#### [The data]
+++
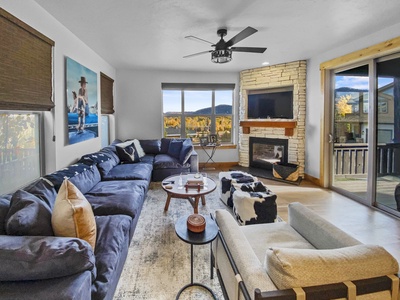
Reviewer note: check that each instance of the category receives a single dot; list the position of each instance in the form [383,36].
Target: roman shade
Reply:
[107,99]
[25,66]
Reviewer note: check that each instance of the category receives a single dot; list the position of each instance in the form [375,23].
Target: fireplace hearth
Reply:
[264,152]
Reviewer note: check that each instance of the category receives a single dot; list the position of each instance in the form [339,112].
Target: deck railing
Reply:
[352,159]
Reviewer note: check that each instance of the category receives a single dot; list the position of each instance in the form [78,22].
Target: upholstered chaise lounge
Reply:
[306,258]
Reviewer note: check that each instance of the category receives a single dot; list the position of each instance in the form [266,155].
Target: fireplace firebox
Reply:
[264,152]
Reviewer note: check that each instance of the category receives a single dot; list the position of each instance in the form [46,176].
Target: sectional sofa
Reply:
[36,263]
[306,258]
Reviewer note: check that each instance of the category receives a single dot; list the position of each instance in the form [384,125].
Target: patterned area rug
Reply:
[158,262]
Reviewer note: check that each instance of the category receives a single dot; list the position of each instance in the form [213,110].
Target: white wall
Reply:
[59,154]
[139,105]
[315,105]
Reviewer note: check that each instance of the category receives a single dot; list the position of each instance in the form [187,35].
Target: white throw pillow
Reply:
[290,268]
[139,148]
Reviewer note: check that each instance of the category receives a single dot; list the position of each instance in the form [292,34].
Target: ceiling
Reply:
[150,34]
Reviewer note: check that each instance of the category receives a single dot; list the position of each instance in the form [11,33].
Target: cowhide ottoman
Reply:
[254,203]
[226,179]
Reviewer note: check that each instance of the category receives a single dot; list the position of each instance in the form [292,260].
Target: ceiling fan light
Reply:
[221,56]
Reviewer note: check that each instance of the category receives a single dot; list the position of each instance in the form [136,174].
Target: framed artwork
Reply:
[204,141]
[82,102]
[213,138]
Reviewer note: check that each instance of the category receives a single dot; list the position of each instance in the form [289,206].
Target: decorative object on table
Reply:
[81,102]
[196,223]
[213,138]
[204,141]
[286,171]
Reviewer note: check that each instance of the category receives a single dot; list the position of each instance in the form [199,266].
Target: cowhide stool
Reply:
[254,203]
[226,179]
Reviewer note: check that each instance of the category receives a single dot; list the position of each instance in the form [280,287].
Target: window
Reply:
[19,150]
[197,110]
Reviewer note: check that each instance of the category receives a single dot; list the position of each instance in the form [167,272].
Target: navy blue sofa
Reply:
[35,264]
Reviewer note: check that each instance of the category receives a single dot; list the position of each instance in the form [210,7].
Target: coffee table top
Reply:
[196,238]
[191,192]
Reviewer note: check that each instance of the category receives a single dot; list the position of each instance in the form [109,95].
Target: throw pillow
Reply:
[186,151]
[73,215]
[174,148]
[127,152]
[139,148]
[28,215]
[289,268]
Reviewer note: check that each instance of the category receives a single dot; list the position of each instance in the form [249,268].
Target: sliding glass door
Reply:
[365,133]
[388,134]
[350,131]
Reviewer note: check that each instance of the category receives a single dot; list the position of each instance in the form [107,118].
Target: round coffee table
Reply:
[193,195]
[192,238]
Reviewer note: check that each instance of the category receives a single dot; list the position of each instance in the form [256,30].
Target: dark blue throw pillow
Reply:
[174,148]
[28,215]
[186,151]
[127,152]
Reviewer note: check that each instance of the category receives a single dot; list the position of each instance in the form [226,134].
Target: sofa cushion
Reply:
[124,197]
[28,215]
[174,148]
[186,151]
[151,146]
[112,246]
[73,215]
[289,268]
[165,161]
[127,152]
[57,177]
[165,145]
[87,179]
[130,172]
[35,258]
[44,190]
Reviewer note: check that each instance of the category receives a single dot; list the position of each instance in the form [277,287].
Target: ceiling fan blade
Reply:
[249,49]
[199,53]
[241,35]
[194,38]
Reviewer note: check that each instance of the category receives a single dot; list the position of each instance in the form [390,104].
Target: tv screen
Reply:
[270,105]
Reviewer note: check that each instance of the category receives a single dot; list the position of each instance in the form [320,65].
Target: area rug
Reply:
[158,262]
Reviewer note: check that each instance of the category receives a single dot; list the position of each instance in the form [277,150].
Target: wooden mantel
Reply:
[288,125]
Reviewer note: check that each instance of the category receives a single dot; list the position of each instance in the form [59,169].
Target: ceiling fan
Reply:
[222,52]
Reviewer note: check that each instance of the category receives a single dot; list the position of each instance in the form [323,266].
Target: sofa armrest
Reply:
[25,258]
[194,162]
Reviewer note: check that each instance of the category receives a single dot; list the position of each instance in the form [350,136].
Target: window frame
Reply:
[213,115]
[41,146]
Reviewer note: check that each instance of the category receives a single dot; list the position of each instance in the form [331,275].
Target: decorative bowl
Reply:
[196,223]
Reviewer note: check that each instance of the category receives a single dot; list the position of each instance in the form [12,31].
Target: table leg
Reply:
[196,204]
[167,203]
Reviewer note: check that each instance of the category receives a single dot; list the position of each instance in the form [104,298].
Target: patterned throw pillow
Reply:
[73,215]
[127,152]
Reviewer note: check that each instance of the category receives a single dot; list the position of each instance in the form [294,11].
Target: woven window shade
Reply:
[25,66]
[107,98]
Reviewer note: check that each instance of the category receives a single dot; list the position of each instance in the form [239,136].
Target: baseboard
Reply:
[312,179]
[218,165]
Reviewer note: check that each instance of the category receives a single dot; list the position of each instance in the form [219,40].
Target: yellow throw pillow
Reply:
[72,214]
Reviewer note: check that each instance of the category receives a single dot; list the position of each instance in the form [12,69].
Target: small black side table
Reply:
[192,238]
[211,154]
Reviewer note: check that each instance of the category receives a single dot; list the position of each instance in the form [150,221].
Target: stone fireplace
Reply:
[292,131]
[264,152]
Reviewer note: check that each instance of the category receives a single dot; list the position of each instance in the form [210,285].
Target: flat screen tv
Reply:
[270,104]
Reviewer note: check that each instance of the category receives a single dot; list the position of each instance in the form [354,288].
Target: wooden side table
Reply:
[192,238]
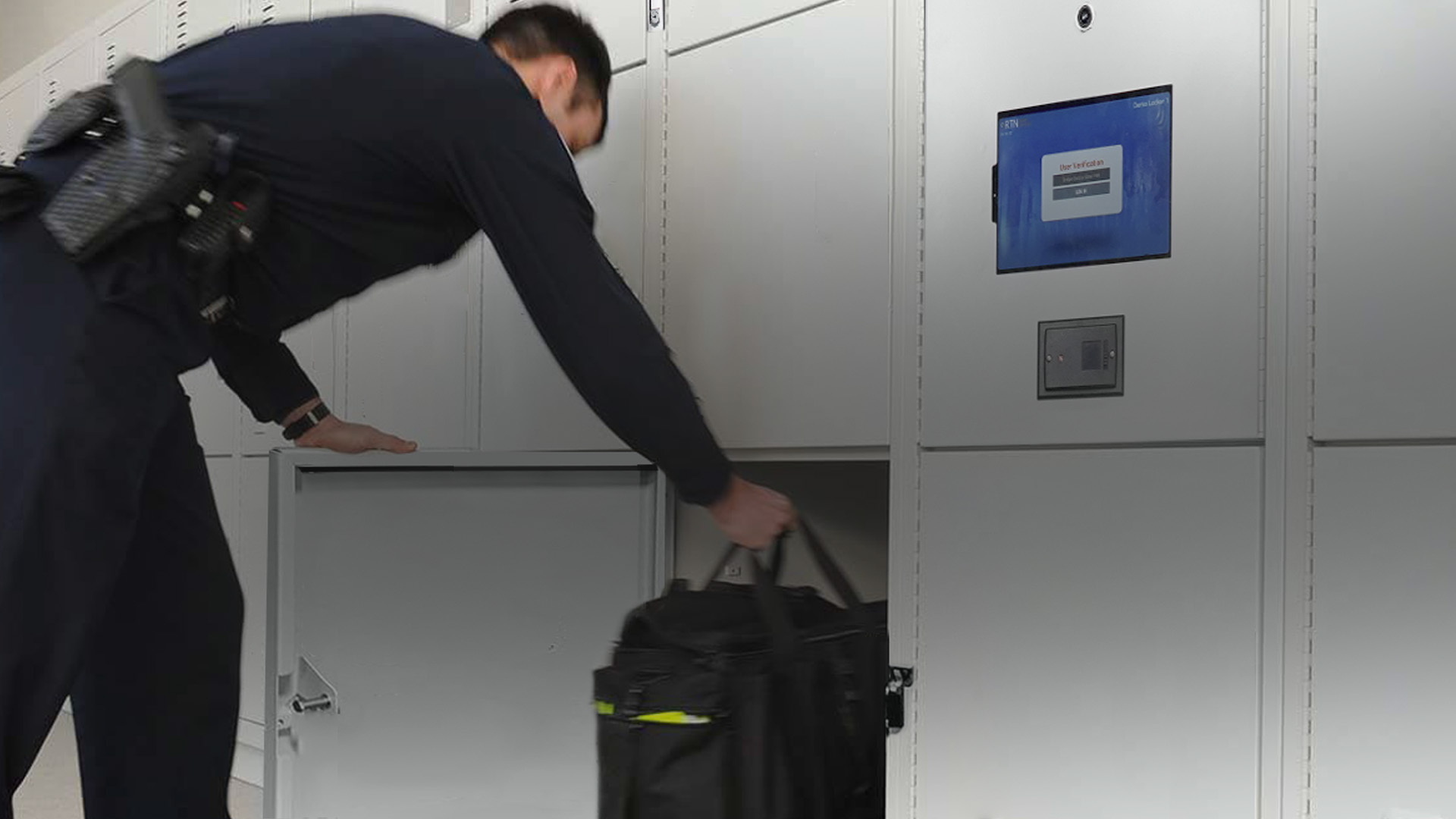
+++
#### [Work to do]
Give only the count of lines in the items above that contain the word "table".

#### [Correct result]
6